Re: [Crf-users] Crf-users Digest, Vol 5, Issue 3

SourceForge Headquarters 225 Broadway Suite 1600 San Diego, CA 92101 +1 (858) 454-5900

Hi,
A small correction. There is an error in the example given in point (2). The
correct one is:

Now consider the global feature vector F() for difference possible label
sequences
a)
For Y = [ 0 0 0 0]
F(Y|X) = f(y = 0, pos=0) + f(y=0, pos=1) + f(y=0, pos=2) + f(y=0, pos=3)
F(Y|X) = [ 1 0 ] + [ 0 0 ] + [ 1 0 ] + [ 0 0]
F(Y|X) = [ 2 0 ]

b)
For Y = [ 1 0 0 0 ]
F(Y|X) = f(y = 1, pos=0) + f(y=0, pos=1) + f(y=0, pos=2) + f(y=0, pos=3)
F(Y|X) = [ 0 1 ] + [ 0 0 ] + [ 1 0 ] + [ 0 0]
F(Y|X) = [ 1 1 ]

-regards
Amit

On 1/25/07, Amit Jaiswal <ami...@gm...> wrote:
>
> Hi,
> A quick reply now (will give a more detailed reply in a day or two)
> 1. If there are n classes, then there are n features for a particular
> "property". If you see the definition of a feature, it is a function of both
> the property that you want to represent and the state/label. For example,
> say the property is "isCapitalized" and there are 2 classes, then there will
> be 2 features (with different feature ids)

§ Stated exercise 1: In the mailing-list reply's corrected example, what is F(Y|X) for Y = [ 1 0 0 0 ]?
§ Stated exercise 2: Rewrite the mailing-list reply from "SourceForge Headquarters 225" to "0, pos=0) + f(y=0, pos=1) + f(y=0, pos=2) + f(y=0, pos=3)", replacing "correction" with "fix".
§ Stated exercise 3: List every value of pos that appears in the mailing-list reply's corrected example.

§ Raw data:

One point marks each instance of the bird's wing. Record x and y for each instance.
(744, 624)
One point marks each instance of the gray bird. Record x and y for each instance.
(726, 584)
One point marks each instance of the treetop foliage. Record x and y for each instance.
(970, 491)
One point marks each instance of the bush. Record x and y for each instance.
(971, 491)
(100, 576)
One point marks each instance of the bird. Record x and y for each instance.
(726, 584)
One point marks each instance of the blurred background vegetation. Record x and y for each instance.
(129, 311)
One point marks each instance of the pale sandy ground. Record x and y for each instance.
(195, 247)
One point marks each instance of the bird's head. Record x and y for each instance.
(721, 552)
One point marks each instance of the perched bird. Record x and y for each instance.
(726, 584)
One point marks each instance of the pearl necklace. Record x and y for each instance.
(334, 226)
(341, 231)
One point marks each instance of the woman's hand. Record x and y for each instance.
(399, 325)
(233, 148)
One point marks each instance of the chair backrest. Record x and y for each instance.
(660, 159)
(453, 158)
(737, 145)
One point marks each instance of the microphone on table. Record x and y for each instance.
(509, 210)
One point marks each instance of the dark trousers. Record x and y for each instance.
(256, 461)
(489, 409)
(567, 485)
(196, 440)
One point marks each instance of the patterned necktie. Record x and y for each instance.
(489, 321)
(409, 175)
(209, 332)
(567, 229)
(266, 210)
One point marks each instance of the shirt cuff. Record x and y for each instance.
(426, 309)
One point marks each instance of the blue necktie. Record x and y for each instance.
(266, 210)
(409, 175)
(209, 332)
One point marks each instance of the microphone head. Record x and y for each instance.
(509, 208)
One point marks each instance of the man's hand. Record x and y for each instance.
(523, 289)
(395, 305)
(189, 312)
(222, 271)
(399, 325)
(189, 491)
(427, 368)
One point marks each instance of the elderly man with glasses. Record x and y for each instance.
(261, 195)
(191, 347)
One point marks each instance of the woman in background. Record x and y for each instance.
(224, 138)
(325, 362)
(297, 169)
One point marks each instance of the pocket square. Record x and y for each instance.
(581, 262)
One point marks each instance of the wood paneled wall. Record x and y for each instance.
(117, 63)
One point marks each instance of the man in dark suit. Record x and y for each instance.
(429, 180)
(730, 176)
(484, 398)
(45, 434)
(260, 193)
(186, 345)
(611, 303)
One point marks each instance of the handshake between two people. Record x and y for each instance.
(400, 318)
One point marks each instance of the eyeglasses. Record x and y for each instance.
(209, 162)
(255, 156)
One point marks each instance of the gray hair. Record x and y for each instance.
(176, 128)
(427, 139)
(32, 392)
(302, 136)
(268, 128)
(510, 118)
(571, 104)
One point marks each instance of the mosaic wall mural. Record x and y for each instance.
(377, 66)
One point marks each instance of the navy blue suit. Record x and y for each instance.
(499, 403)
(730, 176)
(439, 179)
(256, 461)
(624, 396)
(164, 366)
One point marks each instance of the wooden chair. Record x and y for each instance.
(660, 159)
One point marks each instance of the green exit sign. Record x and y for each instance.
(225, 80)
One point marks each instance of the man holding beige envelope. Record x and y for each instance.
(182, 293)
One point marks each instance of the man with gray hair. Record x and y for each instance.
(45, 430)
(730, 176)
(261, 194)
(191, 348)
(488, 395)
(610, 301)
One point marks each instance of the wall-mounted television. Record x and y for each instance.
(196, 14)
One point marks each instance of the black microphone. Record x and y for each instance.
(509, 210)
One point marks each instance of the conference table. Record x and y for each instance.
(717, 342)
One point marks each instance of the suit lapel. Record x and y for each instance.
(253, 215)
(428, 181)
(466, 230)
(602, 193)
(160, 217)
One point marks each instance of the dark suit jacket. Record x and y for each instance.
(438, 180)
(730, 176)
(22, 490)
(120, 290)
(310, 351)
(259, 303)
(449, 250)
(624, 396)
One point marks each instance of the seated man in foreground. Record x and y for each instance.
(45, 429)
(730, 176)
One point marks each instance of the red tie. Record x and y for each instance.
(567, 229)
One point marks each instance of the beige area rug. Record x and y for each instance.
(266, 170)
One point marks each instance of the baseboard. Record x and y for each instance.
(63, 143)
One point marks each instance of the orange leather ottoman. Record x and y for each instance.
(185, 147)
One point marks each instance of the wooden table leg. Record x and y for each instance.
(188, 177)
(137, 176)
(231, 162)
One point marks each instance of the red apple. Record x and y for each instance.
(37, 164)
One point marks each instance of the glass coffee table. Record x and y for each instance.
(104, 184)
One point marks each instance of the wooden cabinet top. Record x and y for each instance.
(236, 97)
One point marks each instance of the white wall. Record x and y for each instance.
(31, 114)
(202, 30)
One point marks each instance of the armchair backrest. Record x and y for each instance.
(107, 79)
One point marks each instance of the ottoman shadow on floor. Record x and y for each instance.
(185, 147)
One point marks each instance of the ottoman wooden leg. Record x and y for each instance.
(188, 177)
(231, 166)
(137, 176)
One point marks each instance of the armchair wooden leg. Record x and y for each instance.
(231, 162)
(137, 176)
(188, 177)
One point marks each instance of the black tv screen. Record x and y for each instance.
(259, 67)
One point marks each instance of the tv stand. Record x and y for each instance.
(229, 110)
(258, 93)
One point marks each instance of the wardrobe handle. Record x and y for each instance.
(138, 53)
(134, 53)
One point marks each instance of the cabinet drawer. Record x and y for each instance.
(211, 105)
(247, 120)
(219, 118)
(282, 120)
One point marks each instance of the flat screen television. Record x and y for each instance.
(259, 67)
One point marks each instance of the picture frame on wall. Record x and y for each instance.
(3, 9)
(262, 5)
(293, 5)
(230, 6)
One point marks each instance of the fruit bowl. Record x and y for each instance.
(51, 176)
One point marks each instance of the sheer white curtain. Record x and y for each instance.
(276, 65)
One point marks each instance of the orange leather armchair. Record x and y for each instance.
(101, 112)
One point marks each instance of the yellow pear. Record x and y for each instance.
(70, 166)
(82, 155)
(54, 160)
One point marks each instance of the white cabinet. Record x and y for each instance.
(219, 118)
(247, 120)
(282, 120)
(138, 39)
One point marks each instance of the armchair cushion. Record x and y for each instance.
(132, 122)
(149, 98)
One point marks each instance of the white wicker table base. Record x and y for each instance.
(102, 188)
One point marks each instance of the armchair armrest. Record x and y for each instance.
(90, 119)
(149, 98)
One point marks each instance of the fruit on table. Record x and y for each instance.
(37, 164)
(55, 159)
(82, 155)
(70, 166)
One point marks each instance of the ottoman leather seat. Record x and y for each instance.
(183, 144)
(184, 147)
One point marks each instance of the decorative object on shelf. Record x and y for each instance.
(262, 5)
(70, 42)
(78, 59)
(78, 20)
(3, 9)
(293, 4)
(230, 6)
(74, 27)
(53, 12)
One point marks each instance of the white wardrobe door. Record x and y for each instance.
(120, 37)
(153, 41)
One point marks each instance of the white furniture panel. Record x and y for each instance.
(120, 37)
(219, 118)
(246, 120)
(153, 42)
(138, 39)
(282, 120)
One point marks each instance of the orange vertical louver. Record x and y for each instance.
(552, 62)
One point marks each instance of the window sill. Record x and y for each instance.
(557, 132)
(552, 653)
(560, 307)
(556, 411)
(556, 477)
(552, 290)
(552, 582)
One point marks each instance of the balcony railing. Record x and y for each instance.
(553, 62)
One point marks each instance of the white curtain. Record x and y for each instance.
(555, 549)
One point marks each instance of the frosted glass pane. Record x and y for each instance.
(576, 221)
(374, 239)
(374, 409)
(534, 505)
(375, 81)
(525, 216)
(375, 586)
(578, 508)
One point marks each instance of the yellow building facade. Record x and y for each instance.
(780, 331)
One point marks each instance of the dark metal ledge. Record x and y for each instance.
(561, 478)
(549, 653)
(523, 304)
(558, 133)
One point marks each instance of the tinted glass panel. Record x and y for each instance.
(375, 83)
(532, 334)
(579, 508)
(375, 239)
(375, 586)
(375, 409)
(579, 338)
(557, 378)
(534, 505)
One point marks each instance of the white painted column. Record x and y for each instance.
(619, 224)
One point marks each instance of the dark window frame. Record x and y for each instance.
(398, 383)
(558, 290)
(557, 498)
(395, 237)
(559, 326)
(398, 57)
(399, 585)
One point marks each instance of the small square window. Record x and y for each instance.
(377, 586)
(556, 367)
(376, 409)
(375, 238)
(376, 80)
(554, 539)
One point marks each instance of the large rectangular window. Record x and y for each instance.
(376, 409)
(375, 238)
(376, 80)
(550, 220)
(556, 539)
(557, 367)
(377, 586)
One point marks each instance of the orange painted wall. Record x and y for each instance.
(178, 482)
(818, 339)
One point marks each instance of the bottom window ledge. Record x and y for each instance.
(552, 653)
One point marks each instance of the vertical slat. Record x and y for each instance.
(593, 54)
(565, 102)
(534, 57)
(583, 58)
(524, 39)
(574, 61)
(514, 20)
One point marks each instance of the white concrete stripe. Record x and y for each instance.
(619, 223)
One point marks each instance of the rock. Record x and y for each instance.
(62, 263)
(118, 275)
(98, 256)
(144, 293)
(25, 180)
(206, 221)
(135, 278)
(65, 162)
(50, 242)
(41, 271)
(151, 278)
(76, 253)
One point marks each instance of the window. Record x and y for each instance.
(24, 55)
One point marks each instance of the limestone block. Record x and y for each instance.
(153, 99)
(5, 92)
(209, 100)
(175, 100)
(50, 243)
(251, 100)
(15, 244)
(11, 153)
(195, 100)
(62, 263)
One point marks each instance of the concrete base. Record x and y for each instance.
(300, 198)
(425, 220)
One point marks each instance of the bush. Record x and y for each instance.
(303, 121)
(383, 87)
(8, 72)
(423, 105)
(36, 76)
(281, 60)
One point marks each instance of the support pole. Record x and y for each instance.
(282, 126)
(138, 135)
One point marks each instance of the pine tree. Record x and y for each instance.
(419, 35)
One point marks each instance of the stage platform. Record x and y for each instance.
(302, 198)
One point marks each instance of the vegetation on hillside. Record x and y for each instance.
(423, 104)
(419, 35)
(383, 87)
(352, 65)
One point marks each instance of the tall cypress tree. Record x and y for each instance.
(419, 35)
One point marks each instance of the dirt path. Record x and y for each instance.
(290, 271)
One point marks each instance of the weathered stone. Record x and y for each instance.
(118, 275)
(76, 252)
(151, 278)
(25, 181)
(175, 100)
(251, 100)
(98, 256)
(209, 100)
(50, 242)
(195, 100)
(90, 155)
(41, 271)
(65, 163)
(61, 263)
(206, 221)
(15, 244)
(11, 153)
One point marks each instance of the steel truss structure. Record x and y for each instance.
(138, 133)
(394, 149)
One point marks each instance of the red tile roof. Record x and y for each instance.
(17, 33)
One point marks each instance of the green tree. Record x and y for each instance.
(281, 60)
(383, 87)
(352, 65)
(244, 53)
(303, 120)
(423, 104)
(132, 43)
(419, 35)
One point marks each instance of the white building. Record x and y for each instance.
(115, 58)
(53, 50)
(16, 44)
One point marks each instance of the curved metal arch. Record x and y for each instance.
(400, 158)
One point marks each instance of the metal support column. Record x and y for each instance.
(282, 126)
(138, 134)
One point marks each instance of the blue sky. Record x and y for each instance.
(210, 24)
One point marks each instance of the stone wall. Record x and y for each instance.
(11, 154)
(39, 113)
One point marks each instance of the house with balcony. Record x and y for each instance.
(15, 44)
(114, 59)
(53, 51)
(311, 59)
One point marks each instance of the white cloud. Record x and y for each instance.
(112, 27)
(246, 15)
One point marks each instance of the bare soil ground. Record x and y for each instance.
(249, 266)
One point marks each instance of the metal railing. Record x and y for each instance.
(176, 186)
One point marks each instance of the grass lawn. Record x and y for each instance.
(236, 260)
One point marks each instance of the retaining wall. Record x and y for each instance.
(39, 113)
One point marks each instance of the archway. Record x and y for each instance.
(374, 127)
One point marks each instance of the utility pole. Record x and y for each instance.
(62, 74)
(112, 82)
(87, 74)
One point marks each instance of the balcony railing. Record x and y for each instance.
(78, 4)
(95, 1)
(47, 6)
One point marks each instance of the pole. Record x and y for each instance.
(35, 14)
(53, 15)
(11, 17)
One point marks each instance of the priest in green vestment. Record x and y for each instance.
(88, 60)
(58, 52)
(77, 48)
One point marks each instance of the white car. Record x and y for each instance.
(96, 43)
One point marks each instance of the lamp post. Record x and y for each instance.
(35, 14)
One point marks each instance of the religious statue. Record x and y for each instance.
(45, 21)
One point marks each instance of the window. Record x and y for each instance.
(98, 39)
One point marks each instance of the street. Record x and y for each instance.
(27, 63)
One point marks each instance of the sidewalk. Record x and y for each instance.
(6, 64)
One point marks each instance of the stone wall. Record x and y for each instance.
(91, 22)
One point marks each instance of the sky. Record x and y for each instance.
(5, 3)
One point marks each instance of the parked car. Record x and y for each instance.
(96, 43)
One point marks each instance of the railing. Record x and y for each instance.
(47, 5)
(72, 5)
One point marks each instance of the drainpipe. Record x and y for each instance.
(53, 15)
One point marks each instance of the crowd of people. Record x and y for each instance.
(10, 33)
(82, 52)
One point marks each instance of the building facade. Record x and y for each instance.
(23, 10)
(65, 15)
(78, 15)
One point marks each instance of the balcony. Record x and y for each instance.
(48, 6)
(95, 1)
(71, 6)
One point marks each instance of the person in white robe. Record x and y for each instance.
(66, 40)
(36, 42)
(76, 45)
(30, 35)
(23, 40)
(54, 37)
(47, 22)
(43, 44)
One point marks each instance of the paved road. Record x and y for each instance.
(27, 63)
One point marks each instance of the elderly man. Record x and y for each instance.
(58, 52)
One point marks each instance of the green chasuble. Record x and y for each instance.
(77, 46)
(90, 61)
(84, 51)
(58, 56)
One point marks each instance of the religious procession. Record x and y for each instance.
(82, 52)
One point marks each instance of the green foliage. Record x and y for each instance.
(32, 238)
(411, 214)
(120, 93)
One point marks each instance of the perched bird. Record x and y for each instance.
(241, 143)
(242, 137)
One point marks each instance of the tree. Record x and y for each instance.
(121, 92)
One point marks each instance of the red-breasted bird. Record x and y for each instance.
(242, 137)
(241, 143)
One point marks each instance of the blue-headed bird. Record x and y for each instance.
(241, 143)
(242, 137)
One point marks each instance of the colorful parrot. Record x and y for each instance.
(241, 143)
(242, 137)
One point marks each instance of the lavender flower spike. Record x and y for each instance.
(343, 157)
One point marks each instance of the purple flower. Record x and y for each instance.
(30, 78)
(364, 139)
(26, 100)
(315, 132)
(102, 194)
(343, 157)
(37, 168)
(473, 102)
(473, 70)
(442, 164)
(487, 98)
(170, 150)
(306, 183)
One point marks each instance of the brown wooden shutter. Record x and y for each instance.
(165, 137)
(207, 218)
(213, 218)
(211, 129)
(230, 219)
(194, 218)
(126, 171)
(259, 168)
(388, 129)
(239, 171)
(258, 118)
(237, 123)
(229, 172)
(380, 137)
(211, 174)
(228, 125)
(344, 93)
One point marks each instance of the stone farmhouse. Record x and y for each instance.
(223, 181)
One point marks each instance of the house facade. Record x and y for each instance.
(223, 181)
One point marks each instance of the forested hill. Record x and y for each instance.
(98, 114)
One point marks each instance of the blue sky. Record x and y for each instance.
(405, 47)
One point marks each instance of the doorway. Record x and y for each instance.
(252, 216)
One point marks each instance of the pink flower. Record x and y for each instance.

§ Full output 1: [ 1 1 ]

§ Full output 2:
SourceForge Headquarters 225 Broadway Suite 1600 San Diego, CA 92101 +1 (858) 454-5900

Hi,
A small fix. There is an error in the example given in point (2). The
correct one is:

Now consider the global feature vector F() for difference possible label
sequences
a)
For Y = [ 0 0 0 0]
F(Y|X) = f(y = 0, pos=0) + f(y=0, pos=1) + f(y=0, pos=2) + f(y=0, pos=3)

§ Full output 3: 0, 1, 2, 3